• _WORK TO COMPLETE_: Supply the number of lines below containing "segment", nothing else.

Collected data
####

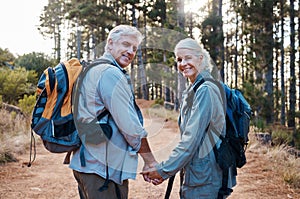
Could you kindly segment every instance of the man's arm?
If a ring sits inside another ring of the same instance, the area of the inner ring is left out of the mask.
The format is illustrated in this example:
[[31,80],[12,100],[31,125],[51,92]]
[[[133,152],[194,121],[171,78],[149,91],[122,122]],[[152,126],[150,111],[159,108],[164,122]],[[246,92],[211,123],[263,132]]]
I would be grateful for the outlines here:
[[[147,138],[142,138],[141,147],[140,147],[140,150],[138,151],[138,153],[142,156],[142,158],[145,162],[143,172],[149,171],[151,169],[153,170],[155,168],[155,165],[158,164],[158,162],[155,160],[155,158],[151,152]],[[151,179],[149,178],[148,173],[146,173],[146,172],[143,173],[143,172],[142,172],[142,174],[143,174],[144,180],[147,182],[151,182]]]

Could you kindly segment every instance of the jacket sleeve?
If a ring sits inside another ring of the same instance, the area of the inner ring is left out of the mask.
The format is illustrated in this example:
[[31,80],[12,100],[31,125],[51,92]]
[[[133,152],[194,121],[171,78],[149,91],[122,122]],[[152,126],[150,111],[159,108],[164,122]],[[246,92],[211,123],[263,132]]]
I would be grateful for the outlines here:
[[105,70],[99,80],[99,95],[112,115],[127,143],[136,151],[147,132],[139,121],[134,107],[134,96],[125,75],[115,68]]

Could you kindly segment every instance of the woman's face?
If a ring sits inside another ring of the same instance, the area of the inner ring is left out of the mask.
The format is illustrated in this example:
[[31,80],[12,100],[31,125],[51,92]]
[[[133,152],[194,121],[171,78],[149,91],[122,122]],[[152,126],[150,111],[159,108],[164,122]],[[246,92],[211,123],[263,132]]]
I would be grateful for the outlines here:
[[197,56],[192,50],[183,48],[177,49],[176,60],[178,70],[192,83],[194,83],[198,74],[203,70],[201,66],[202,59],[202,55]]

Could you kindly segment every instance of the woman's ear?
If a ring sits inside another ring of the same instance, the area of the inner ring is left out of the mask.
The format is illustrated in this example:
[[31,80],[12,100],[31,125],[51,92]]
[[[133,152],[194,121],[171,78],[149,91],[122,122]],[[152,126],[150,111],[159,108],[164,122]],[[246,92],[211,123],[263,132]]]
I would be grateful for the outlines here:
[[199,73],[205,68],[205,66],[203,66],[203,59],[204,59],[204,56],[199,55],[199,57],[198,57],[199,65],[197,64],[197,66],[196,66],[196,69],[198,70]]
[[200,61],[202,61],[203,60],[203,55],[200,55],[199,59],[200,59]]

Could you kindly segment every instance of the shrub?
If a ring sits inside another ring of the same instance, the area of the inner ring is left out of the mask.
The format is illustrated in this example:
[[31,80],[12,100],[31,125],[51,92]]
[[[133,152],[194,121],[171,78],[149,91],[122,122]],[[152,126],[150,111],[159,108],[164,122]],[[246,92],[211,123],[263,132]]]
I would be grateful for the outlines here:
[[13,156],[10,151],[4,151],[0,153],[0,165],[7,162],[16,162],[17,159]]
[[251,122],[256,127],[255,131],[258,131],[258,132],[264,132],[265,131],[266,124],[265,124],[265,121],[262,118],[256,117]]
[[299,171],[288,171],[283,173],[283,180],[291,185],[293,188],[300,188],[300,174]]
[[154,101],[154,104],[159,104],[159,105],[164,105],[164,99],[162,98],[157,98],[155,101]]
[[300,129],[297,129],[296,137],[294,137],[295,147],[300,150]]
[[289,145],[293,139],[291,132],[282,129],[272,131],[272,144],[274,145]]
[[24,95],[23,99],[19,100],[18,106],[21,108],[22,113],[26,116],[29,117],[30,114],[32,113],[33,107],[36,102],[36,95]]

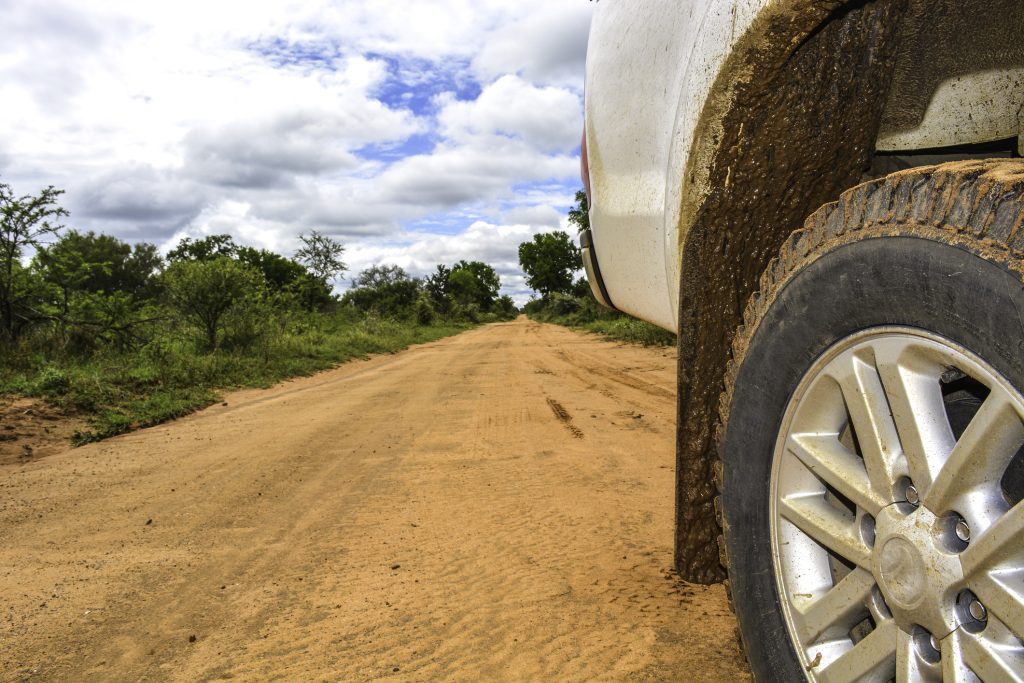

####

• _RESULT OF THE EXERCISE_: 5